* _Task directions_
Every entry below should appear in the answer exactly as written, apart from the pictures.

(Saved entries)
☆ ☆ ☆ ☆ ☆ ☆ ☆

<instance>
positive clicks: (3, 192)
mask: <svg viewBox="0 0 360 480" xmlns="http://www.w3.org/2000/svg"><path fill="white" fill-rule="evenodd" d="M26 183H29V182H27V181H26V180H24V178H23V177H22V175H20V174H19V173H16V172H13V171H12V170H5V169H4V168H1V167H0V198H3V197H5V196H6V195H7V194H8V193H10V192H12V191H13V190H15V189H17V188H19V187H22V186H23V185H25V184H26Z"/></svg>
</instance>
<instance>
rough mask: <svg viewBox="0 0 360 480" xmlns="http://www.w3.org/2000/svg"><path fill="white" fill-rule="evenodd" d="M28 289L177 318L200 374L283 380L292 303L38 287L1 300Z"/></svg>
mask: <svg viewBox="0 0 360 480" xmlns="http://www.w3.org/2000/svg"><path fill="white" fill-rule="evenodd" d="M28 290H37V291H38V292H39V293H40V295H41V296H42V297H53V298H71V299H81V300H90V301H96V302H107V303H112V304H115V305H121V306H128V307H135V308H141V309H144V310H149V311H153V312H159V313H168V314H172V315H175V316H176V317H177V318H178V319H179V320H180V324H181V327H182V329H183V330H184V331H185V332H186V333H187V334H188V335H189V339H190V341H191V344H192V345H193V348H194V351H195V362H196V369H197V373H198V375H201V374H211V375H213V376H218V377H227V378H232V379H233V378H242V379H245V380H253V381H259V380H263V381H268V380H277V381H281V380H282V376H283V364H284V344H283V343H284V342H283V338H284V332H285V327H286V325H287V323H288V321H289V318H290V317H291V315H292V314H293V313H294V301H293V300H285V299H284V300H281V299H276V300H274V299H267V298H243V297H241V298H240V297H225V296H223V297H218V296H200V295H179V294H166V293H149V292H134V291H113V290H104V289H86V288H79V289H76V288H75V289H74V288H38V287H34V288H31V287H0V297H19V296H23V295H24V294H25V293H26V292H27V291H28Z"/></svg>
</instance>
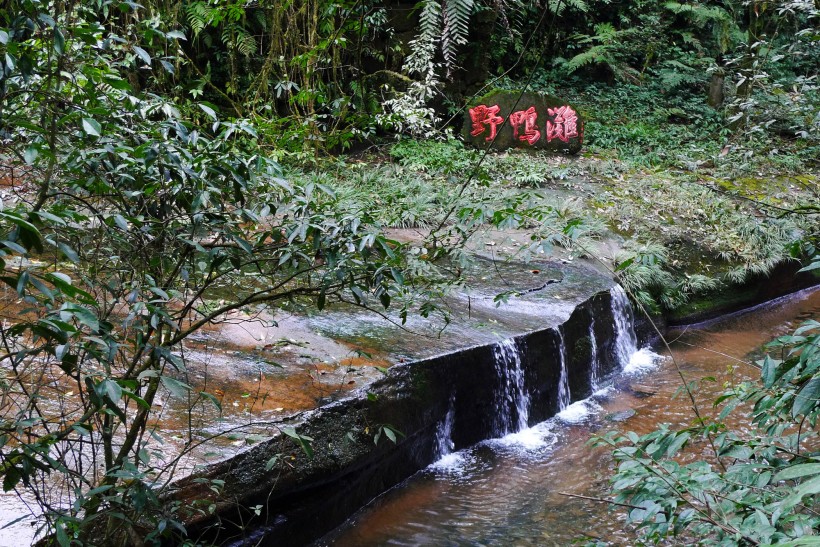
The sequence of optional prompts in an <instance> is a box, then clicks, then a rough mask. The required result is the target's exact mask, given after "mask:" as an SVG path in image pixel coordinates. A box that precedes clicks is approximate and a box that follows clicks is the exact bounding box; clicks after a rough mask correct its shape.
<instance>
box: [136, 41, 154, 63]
mask: <svg viewBox="0 0 820 547" xmlns="http://www.w3.org/2000/svg"><path fill="white" fill-rule="evenodd" d="M134 53H136V54H137V56H138V57H139V58H140V59H142V61H143V62H144V63H145V64H146V65H150V64H151V56H150V55H148V52H147V51H145V50H144V49H142V48H141V47H139V46H134Z"/></svg>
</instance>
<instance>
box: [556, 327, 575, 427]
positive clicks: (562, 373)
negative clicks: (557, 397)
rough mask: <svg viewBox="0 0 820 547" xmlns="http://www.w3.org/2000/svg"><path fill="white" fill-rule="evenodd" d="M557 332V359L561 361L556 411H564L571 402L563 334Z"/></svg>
mask: <svg viewBox="0 0 820 547" xmlns="http://www.w3.org/2000/svg"><path fill="white" fill-rule="evenodd" d="M556 330H557V331H558V358H559V360H560V361H561V376H560V377H559V379H558V410H559V411H561V410H564V409H565V408H567V407H568V406H569V403H570V402H571V401H572V396H571V395H570V392H569V374H568V372H567V348H566V346H565V345H564V334H563V333H562V332H561V329H556Z"/></svg>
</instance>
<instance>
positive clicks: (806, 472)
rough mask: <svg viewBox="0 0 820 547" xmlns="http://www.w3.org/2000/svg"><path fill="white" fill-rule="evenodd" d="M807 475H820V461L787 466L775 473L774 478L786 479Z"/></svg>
mask: <svg viewBox="0 0 820 547" xmlns="http://www.w3.org/2000/svg"><path fill="white" fill-rule="evenodd" d="M807 475H820V463H801V464H798V465H792V466H790V467H787V468H786V469H784V470H783V471H781V472H779V473H778V474H777V475H775V477H774V480H776V481H785V480H790V479H798V478H800V477H805V476H807Z"/></svg>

☆ ☆ ☆ ☆ ☆ ☆ ☆

* _Written reply_
<instance>
positive clicks: (3, 192)
mask: <svg viewBox="0 0 360 480" xmlns="http://www.w3.org/2000/svg"><path fill="white" fill-rule="evenodd" d="M26 183H29V182H27V181H26V180H24V178H23V177H22V175H20V174H19V173H16V172H13V171H12V170H5V169H4V168H1V167H0V198H3V197H5V196H6V195H7V194H8V193H10V192H12V191H13V190H15V189H17V188H19V187H22V186H23V185H25V184H26Z"/></svg>
</instance>
<instance>
rough mask: <svg viewBox="0 0 360 480" xmlns="http://www.w3.org/2000/svg"><path fill="white" fill-rule="evenodd" d="M28 289L177 318L200 374L283 380L292 303L38 287L1 300Z"/></svg>
mask: <svg viewBox="0 0 360 480" xmlns="http://www.w3.org/2000/svg"><path fill="white" fill-rule="evenodd" d="M28 290H37V291H38V292H39V293H40V295H41V296H42V297H53V298H71V299H81V300H90V301H96V302H107V303H112V304H115V305H121V306H128V307H135V308H141V309H144V310H149V311H153V312H159V313H168V314H172V315H175V316H176V317H177V318H178V319H179V320H180V324H181V327H182V329H183V330H184V331H185V332H186V333H187V334H188V335H189V339H190V341H191V344H192V345H193V348H194V351H195V362H196V369H197V373H198V375H201V374H211V375H213V376H218V377H227V378H232V379H233V378H242V379H245V380H253V381H259V380H263V381H268V380H277V381H281V380H282V376H283V364H284V344H283V343H284V342H283V338H284V332H285V327H286V325H287V323H288V321H289V318H290V317H291V315H292V314H293V313H294V301H293V300H285V299H284V300H281V299H276V300H274V299H267V298H243V297H241V298H240V297H225V296H223V297H218V296H200V295H179V294H166V293H149V292H134V291H113V290H104V289H86V288H79V289H76V288H75V289H74V288H38V287H34V288H31V287H0V297H19V296H23V295H24V294H25V293H26V292H27V291H28Z"/></svg>
</instance>
The sequence of optional prompts in an <instance> is a box, then clicks, then a rough mask. The required result is the target's exact mask, given after "mask:" as an SVG path in image pixel coordinates. A box that precedes clicks is approximate and a box that follows clicks is the exact bounding box; clicks after a rough mask correct its shape.
<instance>
box: [136, 41, 154, 63]
mask: <svg viewBox="0 0 820 547" xmlns="http://www.w3.org/2000/svg"><path fill="white" fill-rule="evenodd" d="M134 53H136V54H137V56H138V57H139V58H140V59H142V61H143V62H144V63H145V64H146V65H150V64H151V56H150V55H148V52H147V51H145V50H144V49H142V48H141V47H139V46H134Z"/></svg>
</instance>
<instance>
box: [556, 327, 575, 427]
positive clicks: (562, 373)
negative clicks: (557, 397)
rough mask: <svg viewBox="0 0 820 547" xmlns="http://www.w3.org/2000/svg"><path fill="white" fill-rule="evenodd" d="M557 332V359L561 361L556 411H564L571 402L563 334Z"/></svg>
mask: <svg viewBox="0 0 820 547" xmlns="http://www.w3.org/2000/svg"><path fill="white" fill-rule="evenodd" d="M556 330H557V331H558V358H559V360H560V361H561V376H560V377H559V379H558V410H559V411H561V410H564V409H565V408H567V407H568V406H569V403H570V402H571V401H572V396H571V395H570V392H569V374H568V372H567V348H566V346H565V345H564V334H563V333H562V332H561V329H556Z"/></svg>
</instance>
<instance>
positive clicks: (806, 472)
rough mask: <svg viewBox="0 0 820 547" xmlns="http://www.w3.org/2000/svg"><path fill="white" fill-rule="evenodd" d="M807 475H820V461L787 466L775 473L774 478L786 479Z"/></svg>
mask: <svg viewBox="0 0 820 547" xmlns="http://www.w3.org/2000/svg"><path fill="white" fill-rule="evenodd" d="M807 475H820V463H801V464H798V465H792V466H790V467H787V468H786V469H784V470H783V471H781V472H779V473H778V474H777V475H775V477H774V480H776V481H785V480H790V479H798V478H800V477H805V476H807Z"/></svg>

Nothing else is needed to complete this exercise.